(Outline labeling items)
□ □ □
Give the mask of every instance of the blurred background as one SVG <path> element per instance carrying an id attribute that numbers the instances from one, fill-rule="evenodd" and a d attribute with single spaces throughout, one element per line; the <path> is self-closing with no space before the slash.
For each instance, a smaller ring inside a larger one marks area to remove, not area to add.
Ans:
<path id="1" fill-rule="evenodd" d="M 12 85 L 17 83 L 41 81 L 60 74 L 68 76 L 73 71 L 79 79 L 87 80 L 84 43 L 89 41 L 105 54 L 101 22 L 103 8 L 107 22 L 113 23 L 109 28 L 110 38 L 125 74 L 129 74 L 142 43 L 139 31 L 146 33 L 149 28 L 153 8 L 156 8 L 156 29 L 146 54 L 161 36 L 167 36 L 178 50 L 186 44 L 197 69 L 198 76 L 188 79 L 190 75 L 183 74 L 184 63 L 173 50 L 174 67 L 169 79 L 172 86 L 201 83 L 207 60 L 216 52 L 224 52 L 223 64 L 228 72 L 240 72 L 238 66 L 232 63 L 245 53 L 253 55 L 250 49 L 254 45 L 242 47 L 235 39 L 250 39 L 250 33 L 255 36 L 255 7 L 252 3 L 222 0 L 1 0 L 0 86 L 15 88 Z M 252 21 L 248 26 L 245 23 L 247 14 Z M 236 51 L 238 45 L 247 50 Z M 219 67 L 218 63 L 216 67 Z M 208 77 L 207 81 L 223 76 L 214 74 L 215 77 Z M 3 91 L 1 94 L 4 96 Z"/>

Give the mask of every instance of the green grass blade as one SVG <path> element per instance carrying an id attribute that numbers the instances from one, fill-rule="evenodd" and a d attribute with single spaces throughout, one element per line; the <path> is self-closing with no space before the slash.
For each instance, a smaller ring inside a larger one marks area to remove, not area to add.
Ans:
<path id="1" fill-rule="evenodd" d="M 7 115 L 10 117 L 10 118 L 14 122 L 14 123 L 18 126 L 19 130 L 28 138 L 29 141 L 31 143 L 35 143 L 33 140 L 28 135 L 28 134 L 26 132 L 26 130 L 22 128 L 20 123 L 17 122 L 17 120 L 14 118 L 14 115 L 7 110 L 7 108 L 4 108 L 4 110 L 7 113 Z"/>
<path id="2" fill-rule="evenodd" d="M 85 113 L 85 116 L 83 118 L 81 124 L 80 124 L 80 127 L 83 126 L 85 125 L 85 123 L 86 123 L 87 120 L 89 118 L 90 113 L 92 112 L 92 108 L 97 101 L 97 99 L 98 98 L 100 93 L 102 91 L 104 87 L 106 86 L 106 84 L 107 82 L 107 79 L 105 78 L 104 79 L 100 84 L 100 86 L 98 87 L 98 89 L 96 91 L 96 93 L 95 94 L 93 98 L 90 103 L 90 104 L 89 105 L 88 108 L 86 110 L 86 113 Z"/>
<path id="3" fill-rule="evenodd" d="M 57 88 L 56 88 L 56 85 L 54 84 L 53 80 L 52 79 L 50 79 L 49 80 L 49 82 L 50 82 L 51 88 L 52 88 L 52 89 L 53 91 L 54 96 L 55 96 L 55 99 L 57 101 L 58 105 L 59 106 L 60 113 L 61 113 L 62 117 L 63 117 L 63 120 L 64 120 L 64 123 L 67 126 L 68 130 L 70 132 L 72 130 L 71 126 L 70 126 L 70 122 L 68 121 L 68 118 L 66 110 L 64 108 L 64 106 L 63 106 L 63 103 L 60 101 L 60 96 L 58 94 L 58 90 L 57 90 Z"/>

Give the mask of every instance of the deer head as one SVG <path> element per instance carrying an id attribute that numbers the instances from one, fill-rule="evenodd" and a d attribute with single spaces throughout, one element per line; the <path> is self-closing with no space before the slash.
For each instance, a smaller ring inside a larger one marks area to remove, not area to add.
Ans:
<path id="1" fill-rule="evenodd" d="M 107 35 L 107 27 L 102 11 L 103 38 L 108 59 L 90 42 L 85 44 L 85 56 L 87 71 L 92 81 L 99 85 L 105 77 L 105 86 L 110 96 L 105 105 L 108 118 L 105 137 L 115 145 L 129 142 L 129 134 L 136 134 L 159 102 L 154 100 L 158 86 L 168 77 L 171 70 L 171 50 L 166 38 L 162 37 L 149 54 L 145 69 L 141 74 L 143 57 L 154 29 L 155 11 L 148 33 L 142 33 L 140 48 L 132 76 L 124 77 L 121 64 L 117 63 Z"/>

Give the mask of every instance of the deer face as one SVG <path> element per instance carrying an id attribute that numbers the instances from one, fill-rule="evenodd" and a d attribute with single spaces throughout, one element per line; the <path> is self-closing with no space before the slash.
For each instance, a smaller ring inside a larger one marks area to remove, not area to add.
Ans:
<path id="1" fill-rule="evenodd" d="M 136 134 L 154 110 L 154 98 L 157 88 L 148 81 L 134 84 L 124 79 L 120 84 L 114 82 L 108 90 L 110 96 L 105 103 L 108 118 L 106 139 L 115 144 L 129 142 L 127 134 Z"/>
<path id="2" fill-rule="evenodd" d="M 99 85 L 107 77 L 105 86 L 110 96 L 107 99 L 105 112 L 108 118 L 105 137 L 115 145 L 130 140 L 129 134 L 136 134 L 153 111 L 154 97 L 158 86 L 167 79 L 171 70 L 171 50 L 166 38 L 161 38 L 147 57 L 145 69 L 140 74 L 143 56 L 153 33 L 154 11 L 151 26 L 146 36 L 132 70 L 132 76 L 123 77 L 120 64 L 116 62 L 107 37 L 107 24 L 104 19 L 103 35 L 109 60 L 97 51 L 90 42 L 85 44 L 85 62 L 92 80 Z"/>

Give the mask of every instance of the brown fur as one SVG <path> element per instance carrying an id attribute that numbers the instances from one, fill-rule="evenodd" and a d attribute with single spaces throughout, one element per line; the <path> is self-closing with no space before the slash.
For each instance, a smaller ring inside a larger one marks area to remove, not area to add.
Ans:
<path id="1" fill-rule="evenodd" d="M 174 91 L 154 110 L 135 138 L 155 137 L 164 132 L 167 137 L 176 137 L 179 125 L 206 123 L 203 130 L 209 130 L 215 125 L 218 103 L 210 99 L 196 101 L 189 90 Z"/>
□ □ □
• _DIRECTIONS_
Recast the lines of the items as a numbered list, skipping any blank lines. Start at the line containing "Give the mask of every instance of the deer face" and end after the line containing "136 134 L 154".

• _ANSWER_
1. Give the mask of every instance of the deer face as one SVG <path> element per instance carrying an id attribute that numbers the instances from one, fill-rule="evenodd" and a d attribute with single spaces throughout, one element per line; the <path> is self-closing with no space before the slash.
2. For each instance, a smaller ring inside a larger one marks area to remove, not area to add.
3. Ans:
4. <path id="1" fill-rule="evenodd" d="M 136 134 L 154 110 L 154 98 L 157 88 L 148 81 L 134 84 L 124 79 L 120 84 L 114 82 L 108 90 L 110 96 L 105 103 L 108 118 L 106 139 L 115 144 L 129 142 L 127 134 Z"/>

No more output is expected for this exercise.